*Task statement*
Below are some records; find each line that carries the word "blue" and copy it.

───── Data for analysis ─────

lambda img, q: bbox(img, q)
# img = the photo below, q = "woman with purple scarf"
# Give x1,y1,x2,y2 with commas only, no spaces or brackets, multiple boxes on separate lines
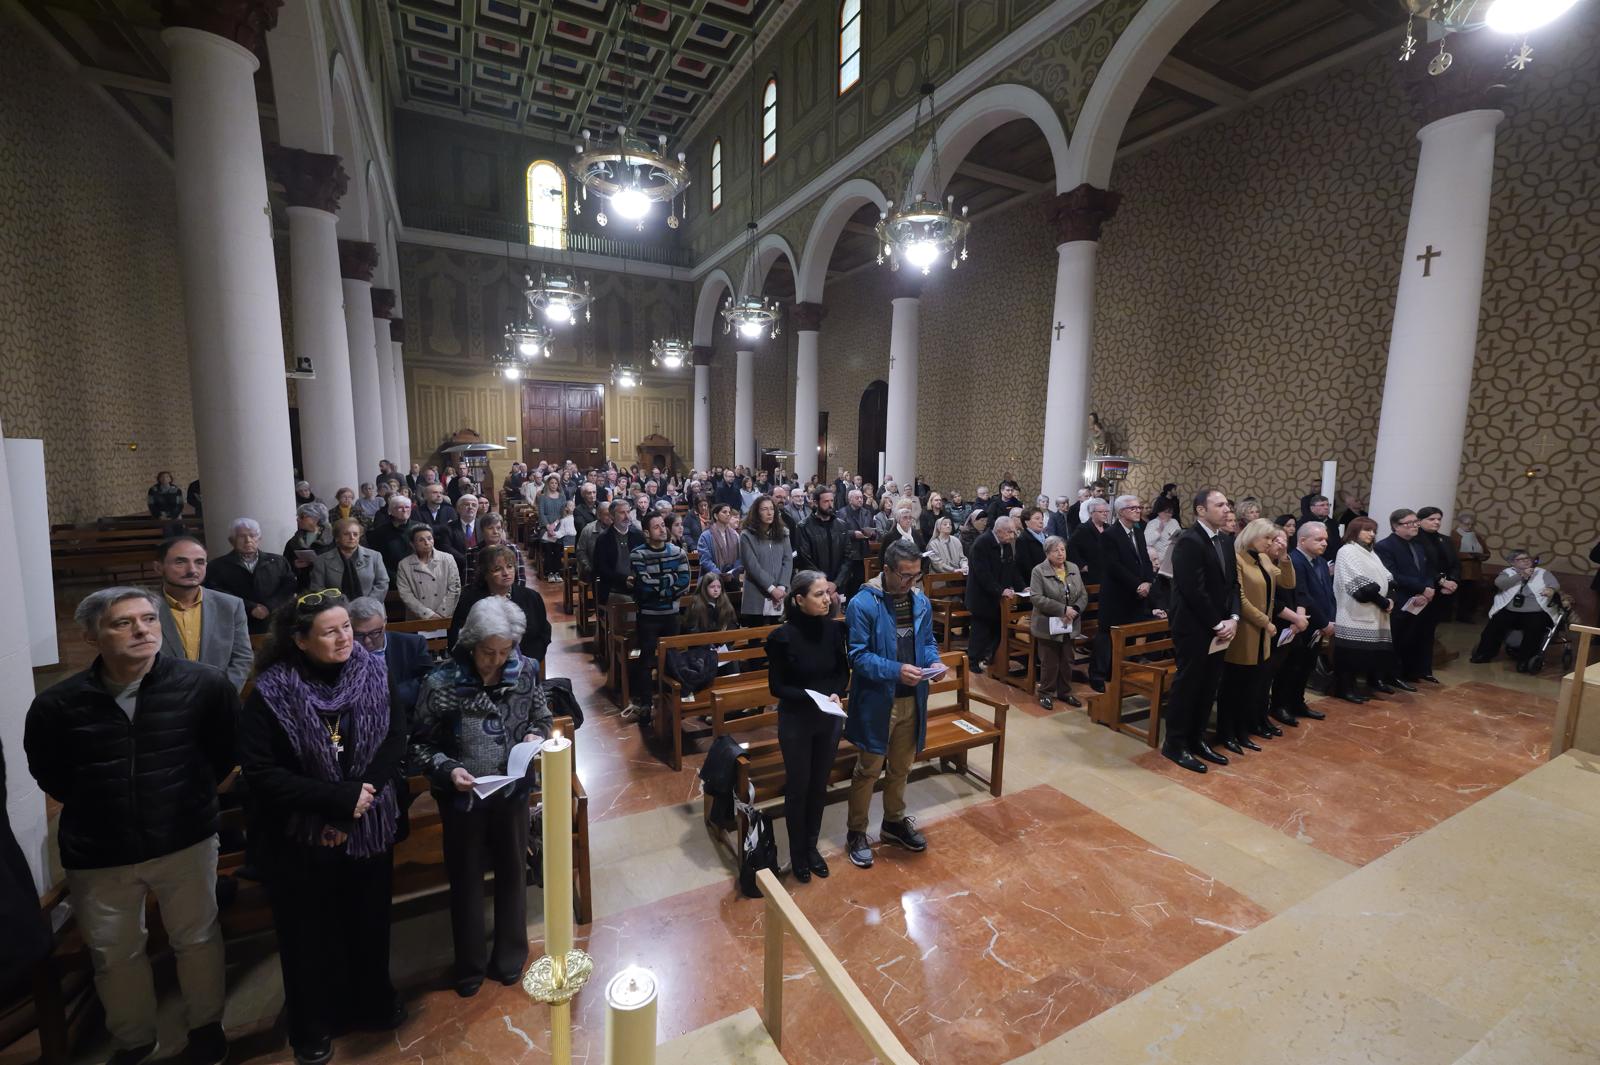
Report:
239,589,407,1065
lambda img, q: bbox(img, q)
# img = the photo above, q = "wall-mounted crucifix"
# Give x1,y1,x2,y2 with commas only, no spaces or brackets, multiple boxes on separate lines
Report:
1416,245,1442,277
1053,321,1065,340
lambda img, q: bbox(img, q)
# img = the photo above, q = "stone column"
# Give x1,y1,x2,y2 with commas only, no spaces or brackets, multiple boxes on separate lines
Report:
1040,184,1121,499
791,302,825,486
390,318,412,471
339,240,386,481
692,345,713,473
0,415,45,888
159,3,296,550
370,288,400,471
734,348,756,470
267,145,360,501
1370,33,1514,525
883,274,922,489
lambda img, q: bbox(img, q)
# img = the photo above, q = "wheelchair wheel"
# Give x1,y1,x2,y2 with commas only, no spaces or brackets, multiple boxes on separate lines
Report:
1526,653,1545,675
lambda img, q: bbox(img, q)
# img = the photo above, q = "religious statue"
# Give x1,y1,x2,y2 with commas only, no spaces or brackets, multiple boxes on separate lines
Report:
1087,411,1115,456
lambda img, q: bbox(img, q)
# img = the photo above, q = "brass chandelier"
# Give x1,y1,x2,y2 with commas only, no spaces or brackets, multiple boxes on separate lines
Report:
1396,0,1585,67
722,222,781,340
525,268,592,324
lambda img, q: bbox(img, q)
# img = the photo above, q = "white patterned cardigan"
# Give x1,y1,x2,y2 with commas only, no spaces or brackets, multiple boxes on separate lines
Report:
1333,542,1395,654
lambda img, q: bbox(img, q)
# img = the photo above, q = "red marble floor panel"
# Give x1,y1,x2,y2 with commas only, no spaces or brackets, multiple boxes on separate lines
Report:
1133,681,1556,865
291,784,1267,1065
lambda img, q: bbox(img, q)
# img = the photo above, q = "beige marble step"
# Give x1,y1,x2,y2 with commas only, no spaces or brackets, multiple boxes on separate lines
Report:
657,1007,788,1064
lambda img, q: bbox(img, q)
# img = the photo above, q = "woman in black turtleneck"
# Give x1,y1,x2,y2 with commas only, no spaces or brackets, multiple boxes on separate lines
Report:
765,569,850,884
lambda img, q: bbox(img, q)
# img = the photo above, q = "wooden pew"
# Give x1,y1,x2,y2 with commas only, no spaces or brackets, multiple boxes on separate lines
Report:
996,594,1036,691
1088,617,1175,748
711,651,1009,845
560,545,577,614
923,571,971,650
654,625,780,770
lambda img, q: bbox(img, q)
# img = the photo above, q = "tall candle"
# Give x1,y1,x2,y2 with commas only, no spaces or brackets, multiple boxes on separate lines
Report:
541,733,574,974
604,967,657,1065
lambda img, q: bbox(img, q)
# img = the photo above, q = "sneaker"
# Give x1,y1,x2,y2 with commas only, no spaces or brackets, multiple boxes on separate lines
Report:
846,830,874,868
292,1036,333,1065
187,1023,228,1065
619,703,641,720
880,816,927,852
107,1043,159,1065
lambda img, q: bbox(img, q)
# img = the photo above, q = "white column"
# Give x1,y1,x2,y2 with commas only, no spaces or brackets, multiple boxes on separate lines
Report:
791,303,823,486
371,292,399,471
390,325,412,470
693,347,712,473
339,244,386,482
883,291,920,488
0,417,46,889
163,26,297,550
734,348,755,469
1041,242,1098,497
284,203,360,499
1370,109,1503,526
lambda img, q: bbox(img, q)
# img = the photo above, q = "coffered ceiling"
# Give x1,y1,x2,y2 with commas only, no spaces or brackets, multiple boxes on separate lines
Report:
383,0,800,142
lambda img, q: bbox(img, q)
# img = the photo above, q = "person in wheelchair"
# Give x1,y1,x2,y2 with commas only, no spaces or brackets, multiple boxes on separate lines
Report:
1470,550,1563,672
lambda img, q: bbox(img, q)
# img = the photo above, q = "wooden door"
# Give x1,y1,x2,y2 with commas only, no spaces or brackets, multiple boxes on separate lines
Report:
857,380,887,482
562,383,604,464
521,382,566,465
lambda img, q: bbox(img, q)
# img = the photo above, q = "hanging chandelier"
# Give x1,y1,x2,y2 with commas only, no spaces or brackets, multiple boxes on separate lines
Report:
1396,0,1583,67
569,18,688,229
612,363,641,389
490,345,529,381
504,312,553,360
650,337,691,370
722,223,781,339
525,268,592,324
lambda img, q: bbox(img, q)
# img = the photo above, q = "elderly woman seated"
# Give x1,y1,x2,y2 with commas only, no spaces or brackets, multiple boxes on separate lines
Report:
413,598,554,998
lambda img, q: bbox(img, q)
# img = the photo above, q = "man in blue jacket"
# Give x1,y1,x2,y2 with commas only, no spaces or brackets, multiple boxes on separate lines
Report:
1276,521,1335,715
843,539,943,869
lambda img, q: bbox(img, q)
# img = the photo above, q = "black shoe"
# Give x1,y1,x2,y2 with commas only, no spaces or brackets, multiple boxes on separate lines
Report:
1162,748,1207,774
1089,679,1107,694
970,661,985,675
1297,706,1326,720
1469,655,1494,664
1417,674,1441,684
1221,739,1244,755
1237,736,1262,752
1063,693,1083,708
455,977,483,998
1269,707,1299,727
1263,723,1284,738
880,816,927,852
1036,693,1053,710
292,1039,333,1065
108,1043,160,1065
1340,692,1370,704
1386,678,1418,693
792,862,812,884
847,831,874,868
1192,741,1229,766
808,850,830,878
1371,681,1397,694
488,970,522,987
188,1024,228,1065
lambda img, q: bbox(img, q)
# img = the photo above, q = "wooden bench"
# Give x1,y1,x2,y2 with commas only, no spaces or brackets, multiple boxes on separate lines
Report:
923,571,971,650
49,526,169,583
996,594,1036,691
560,545,577,614
711,651,1009,846
654,625,780,770
1089,618,1175,748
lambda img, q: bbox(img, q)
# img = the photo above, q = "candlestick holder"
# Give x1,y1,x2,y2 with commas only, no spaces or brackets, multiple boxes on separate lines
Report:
523,949,595,1005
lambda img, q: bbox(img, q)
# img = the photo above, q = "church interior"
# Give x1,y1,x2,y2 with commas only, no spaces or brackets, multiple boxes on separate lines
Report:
1,0,1598,1063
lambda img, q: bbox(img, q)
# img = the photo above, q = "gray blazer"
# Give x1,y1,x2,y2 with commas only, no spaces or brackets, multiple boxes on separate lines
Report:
1029,560,1088,643
737,528,794,617
308,545,391,602
159,587,254,691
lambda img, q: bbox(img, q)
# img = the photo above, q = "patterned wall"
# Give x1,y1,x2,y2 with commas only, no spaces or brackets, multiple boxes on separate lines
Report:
0,12,197,524
1091,9,1600,574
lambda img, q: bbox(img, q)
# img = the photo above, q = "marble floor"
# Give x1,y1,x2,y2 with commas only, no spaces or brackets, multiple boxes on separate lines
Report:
14,583,1589,1065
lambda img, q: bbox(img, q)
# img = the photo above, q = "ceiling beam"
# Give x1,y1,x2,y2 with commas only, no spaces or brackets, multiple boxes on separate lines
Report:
1152,57,1249,108
954,161,1049,193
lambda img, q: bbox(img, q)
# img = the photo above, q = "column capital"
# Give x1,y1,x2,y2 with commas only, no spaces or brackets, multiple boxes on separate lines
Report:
158,0,283,58
1048,183,1122,244
1402,30,1517,128
338,239,378,282
791,301,827,332
266,144,348,214
371,288,397,319
890,272,924,301
389,318,405,343
692,344,714,367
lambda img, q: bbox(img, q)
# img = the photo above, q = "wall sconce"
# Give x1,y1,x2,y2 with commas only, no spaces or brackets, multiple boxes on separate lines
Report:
287,356,316,379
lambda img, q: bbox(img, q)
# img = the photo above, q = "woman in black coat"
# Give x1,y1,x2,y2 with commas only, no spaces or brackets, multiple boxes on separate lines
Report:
238,591,408,1065
448,544,552,665
765,570,849,884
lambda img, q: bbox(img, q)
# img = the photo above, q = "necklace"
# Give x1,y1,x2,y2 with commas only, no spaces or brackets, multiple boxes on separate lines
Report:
321,712,344,754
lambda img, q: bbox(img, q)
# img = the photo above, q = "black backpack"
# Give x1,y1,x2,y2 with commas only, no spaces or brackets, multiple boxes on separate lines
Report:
541,676,584,730
666,645,719,694
736,802,780,899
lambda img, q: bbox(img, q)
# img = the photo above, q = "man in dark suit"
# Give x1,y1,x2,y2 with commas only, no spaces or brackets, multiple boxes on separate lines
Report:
346,597,434,727
1163,489,1239,774
204,518,297,634
1094,494,1160,693
365,495,416,580
1373,510,1427,690
1045,496,1073,541
434,494,484,576
413,482,458,528
713,470,744,511
965,515,1023,674
1278,521,1335,714
1069,498,1109,581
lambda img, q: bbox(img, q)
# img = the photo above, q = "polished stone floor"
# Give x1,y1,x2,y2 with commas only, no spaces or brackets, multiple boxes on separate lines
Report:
13,582,1587,1065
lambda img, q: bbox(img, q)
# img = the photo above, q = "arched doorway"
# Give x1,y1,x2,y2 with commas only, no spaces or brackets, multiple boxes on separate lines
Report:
857,380,887,482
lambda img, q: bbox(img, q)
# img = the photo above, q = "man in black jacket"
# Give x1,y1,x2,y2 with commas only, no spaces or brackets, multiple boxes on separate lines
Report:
413,481,458,528
1164,489,1238,774
837,489,877,598
1374,510,1429,690
965,516,1024,673
712,469,744,511
593,500,645,604
25,587,237,1065
794,489,851,588
1094,494,1160,693
204,517,297,634
366,495,416,580
1069,498,1110,581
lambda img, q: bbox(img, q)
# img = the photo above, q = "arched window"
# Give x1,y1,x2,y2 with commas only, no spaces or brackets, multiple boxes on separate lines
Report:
526,160,566,249
839,0,862,94
710,139,722,211
761,78,777,164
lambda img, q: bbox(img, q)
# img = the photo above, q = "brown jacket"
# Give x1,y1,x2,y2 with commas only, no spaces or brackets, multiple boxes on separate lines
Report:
1225,549,1278,666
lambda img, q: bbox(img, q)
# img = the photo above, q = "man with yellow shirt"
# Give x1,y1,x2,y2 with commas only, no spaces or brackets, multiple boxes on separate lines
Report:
155,537,253,691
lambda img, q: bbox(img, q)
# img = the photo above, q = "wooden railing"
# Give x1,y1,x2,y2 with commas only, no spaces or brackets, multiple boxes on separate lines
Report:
1555,623,1599,755
756,868,917,1063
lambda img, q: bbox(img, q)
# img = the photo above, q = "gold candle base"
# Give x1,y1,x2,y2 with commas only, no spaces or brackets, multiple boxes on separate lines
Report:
523,950,594,1005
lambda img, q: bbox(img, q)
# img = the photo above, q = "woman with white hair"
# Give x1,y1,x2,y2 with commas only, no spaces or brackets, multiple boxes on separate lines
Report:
925,516,966,573
877,502,924,566
413,598,553,997
283,502,333,591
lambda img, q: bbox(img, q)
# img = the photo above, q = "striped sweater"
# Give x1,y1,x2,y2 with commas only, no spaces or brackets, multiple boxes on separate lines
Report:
630,541,690,614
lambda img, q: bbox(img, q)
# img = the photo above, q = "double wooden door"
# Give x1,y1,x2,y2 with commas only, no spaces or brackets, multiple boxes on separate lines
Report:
521,381,605,467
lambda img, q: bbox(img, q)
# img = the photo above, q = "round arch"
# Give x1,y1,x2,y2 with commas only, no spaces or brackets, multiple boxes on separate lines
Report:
329,52,368,240
365,160,387,283
754,232,798,284
265,0,334,153
692,268,737,347
795,178,889,304
1063,0,1218,189
908,83,1071,201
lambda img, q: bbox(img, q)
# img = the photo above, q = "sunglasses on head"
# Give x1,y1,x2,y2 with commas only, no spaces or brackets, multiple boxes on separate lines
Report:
296,588,346,610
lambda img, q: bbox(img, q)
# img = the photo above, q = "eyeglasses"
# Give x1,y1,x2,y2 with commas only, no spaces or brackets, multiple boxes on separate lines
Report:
352,627,386,645
295,588,345,609
1396,520,1419,528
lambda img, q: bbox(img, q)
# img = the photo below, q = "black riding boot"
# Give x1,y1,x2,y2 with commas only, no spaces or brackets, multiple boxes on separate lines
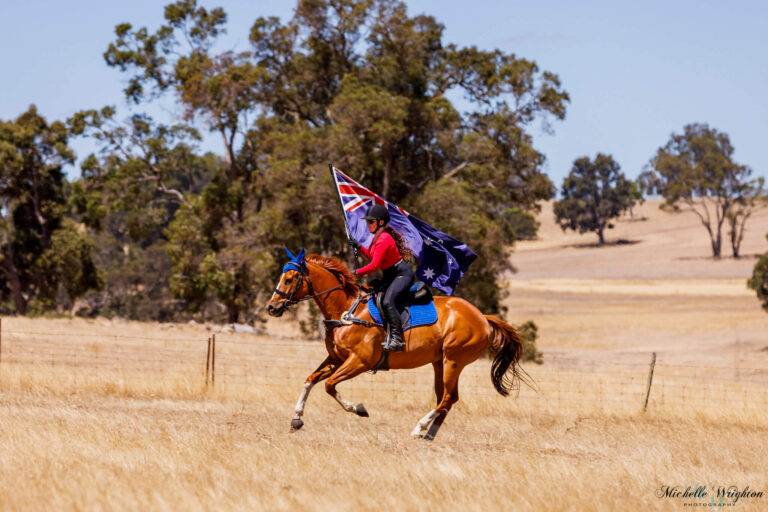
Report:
382,304,406,352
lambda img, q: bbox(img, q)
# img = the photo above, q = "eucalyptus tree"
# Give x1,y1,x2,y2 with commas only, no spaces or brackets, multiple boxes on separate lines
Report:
553,154,636,245
68,107,219,319
0,106,101,314
748,237,768,312
89,0,569,319
641,123,762,259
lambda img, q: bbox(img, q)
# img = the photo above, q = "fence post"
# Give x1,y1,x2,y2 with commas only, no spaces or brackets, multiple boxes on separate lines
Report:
205,336,211,386
211,333,216,388
643,352,657,412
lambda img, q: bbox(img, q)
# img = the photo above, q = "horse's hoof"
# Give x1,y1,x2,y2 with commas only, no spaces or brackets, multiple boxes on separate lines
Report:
290,418,304,431
421,433,435,441
355,403,369,417
411,434,423,440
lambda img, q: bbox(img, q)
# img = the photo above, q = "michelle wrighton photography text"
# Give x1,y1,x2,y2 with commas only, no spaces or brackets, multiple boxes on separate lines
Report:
656,484,764,508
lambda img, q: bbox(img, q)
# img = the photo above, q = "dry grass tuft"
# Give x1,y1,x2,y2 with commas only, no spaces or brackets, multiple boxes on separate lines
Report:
1,327,767,511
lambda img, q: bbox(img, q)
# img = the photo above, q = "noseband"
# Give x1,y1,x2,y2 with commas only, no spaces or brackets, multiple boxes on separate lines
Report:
273,261,344,309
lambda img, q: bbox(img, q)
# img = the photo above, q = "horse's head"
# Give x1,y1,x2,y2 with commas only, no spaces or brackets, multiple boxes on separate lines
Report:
267,248,309,317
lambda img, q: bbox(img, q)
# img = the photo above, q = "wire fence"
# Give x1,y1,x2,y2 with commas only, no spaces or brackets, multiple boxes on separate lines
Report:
2,324,768,418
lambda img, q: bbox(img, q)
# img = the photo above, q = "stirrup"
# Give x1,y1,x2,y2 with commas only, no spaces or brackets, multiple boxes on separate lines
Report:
382,334,405,352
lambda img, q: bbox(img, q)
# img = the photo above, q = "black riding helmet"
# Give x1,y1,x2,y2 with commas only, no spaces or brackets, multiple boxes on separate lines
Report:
362,203,390,224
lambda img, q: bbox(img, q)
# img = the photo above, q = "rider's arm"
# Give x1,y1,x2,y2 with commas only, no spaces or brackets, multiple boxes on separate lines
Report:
356,234,396,276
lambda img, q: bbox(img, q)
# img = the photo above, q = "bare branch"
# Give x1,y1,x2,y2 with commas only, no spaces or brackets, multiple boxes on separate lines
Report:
416,162,469,188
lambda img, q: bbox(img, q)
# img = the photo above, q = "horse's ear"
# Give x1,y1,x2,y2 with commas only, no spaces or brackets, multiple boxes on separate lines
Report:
285,247,295,260
297,248,305,262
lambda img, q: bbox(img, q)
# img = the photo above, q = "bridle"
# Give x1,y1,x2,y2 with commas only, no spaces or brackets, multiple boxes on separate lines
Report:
272,261,344,310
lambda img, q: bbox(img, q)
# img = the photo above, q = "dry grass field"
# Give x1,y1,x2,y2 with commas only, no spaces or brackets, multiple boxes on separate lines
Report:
1,200,768,511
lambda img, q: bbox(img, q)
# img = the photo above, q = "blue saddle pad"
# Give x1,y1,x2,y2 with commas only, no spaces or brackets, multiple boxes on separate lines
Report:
367,298,438,331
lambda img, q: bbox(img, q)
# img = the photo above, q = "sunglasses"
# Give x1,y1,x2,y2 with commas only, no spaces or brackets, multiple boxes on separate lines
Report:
365,219,377,225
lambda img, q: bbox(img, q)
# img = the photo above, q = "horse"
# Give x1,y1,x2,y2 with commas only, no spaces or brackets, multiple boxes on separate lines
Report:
265,248,530,440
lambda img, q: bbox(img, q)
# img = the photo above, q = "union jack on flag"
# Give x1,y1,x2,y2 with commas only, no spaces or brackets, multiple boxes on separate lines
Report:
336,173,386,212
331,166,477,295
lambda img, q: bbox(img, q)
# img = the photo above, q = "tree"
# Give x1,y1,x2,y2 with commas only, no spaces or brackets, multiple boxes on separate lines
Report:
553,154,636,245
68,108,221,320
88,0,569,319
641,123,762,259
726,180,766,258
748,235,768,312
0,106,101,314
626,179,645,221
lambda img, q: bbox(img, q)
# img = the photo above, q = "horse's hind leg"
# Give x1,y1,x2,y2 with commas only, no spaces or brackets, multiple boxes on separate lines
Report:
432,360,444,406
325,354,371,417
411,361,445,438
412,358,463,440
291,356,339,431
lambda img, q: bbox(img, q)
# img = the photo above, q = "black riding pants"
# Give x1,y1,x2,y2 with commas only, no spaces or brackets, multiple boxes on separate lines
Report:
381,260,414,326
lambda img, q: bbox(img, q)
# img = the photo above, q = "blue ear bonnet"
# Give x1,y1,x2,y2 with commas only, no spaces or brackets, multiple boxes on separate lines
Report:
283,247,306,273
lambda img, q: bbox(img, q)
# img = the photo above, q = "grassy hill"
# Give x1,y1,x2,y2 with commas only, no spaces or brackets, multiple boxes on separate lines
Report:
504,199,768,365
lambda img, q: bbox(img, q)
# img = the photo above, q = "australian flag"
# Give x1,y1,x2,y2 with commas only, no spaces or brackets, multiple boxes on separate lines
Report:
331,166,477,295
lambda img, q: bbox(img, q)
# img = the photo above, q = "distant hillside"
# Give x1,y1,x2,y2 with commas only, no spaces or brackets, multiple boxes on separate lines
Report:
510,199,768,280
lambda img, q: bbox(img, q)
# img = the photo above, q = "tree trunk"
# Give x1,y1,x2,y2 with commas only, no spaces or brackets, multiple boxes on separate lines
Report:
1,262,27,315
699,211,722,259
382,152,392,199
711,234,721,259
713,201,727,259
597,226,605,245
729,211,750,259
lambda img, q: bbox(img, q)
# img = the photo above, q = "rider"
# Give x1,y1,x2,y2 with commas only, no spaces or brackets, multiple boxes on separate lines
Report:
349,204,414,352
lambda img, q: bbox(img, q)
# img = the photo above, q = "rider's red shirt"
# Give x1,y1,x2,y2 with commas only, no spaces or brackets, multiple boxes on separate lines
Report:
357,231,402,275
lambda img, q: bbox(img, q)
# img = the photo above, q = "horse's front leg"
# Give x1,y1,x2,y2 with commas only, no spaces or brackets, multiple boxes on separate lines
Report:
291,355,339,431
325,353,371,418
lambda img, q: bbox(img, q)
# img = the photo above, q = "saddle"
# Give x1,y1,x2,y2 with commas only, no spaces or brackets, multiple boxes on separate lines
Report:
368,279,436,331
353,280,437,373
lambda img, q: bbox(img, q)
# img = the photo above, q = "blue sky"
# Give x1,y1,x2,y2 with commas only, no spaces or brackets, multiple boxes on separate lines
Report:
1,0,766,189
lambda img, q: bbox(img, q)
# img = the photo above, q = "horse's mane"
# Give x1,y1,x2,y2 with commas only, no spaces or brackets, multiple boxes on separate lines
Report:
306,254,359,296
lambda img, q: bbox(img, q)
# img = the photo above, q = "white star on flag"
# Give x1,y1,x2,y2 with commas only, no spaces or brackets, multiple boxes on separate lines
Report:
422,268,435,280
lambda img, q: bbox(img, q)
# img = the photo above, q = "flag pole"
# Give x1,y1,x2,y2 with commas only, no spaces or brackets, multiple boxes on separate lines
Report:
329,163,360,264
329,163,352,240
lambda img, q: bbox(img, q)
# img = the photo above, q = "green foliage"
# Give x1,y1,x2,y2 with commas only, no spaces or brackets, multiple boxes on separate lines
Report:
553,154,636,244
516,320,543,364
0,106,101,314
748,235,768,312
77,0,569,321
66,106,221,320
641,123,762,258
502,207,540,241
77,237,180,321
36,219,104,309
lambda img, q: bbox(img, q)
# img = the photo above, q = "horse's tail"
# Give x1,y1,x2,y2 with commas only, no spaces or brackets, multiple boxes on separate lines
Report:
485,315,534,396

─────

*Solution for this problem*
# img = the photo above, q = "man in blue jacket"
# img = the photo above, q = "blue saddle pad"
# img = the photo above, q = "blue ear bonnet"
# img = the photo above, q = "blue sky"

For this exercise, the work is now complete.